### RECORDED DATA
★ ★ ★ ★ ★

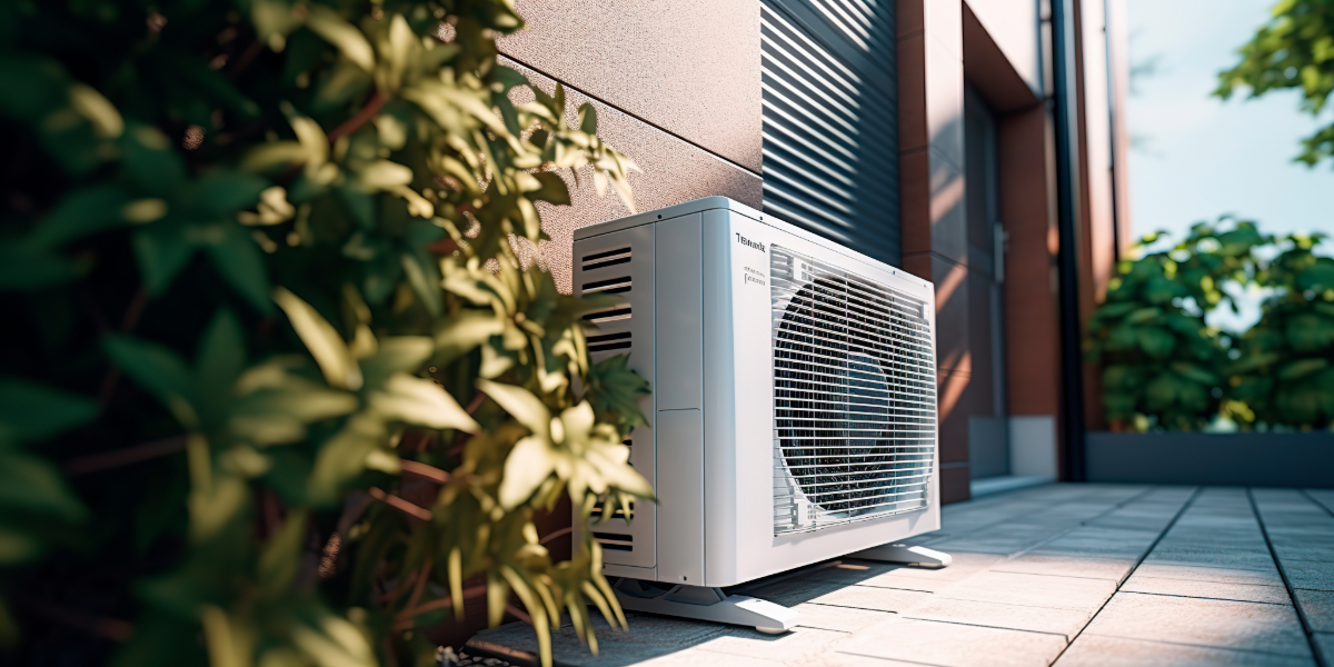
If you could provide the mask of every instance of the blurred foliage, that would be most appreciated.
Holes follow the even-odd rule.
[[[1291,235],[1261,284],[1275,288],[1237,344],[1226,392],[1249,410],[1243,424],[1325,428],[1334,423],[1334,259],[1313,248],[1325,235]]]
[[[1218,75],[1214,95],[1229,99],[1239,87],[1251,97],[1298,89],[1302,111],[1319,116],[1334,92],[1334,0],[1279,0],[1269,23],[1238,49],[1237,67]],[[1334,156],[1334,123],[1302,140],[1297,160],[1307,165]]]
[[[508,0],[0,4],[0,642],[428,664],[484,598],[624,618],[534,518],[651,488],[538,203],[635,165],[496,64]],[[460,404],[462,402],[462,404]],[[604,512],[610,516],[610,512]],[[466,582],[480,582],[466,588]],[[526,612],[516,606],[522,604]],[[451,611],[452,610],[452,611]],[[73,640],[71,640],[73,638]]]
[[[1219,416],[1245,430],[1330,427],[1334,260],[1313,252],[1323,236],[1274,237],[1223,217],[1175,245],[1163,237],[1131,247],[1141,256],[1121,261],[1089,320],[1085,355],[1101,366],[1113,428],[1197,431]],[[1255,325],[1205,323],[1214,308],[1238,312],[1246,289],[1269,293]]]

★ ★ ★ ★ ★

### PROMPT
Write out every line of the items above as a numbered list. Skip blank lines and leave out the pictures.

### TASK OUTPUT
1. If you could provide the mask of every instance of the blurred foliage, that would be most appreciated.
2. Holes follow the even-odd rule.
3. [[[1291,235],[1261,284],[1275,288],[1237,344],[1226,392],[1249,410],[1243,424],[1325,428],[1334,423],[1334,259],[1313,248],[1325,235]]]
4. [[[1218,75],[1214,95],[1229,99],[1239,87],[1251,97],[1298,89],[1302,111],[1319,116],[1334,92],[1334,0],[1279,0],[1269,23],[1238,49],[1237,67]],[[1334,156],[1334,123],[1302,140],[1297,160],[1307,165]]]
5. [[[508,0],[0,4],[0,642],[428,664],[484,598],[624,618],[534,518],[651,488],[538,203],[635,165],[496,64]],[[460,404],[462,402],[462,404]],[[604,512],[610,516],[610,512]],[[466,582],[480,582],[466,588]],[[526,612],[516,606],[522,604]],[[451,611],[452,610],[452,611]],[[73,640],[71,640],[73,638]]]
6. [[[1219,416],[1245,430],[1330,427],[1334,260],[1313,252],[1323,236],[1274,237],[1223,217],[1175,245],[1163,237],[1131,247],[1141,256],[1121,261],[1089,320],[1085,355],[1101,366],[1113,428],[1197,431]],[[1255,325],[1205,323],[1214,308],[1238,312],[1246,289],[1269,293]]]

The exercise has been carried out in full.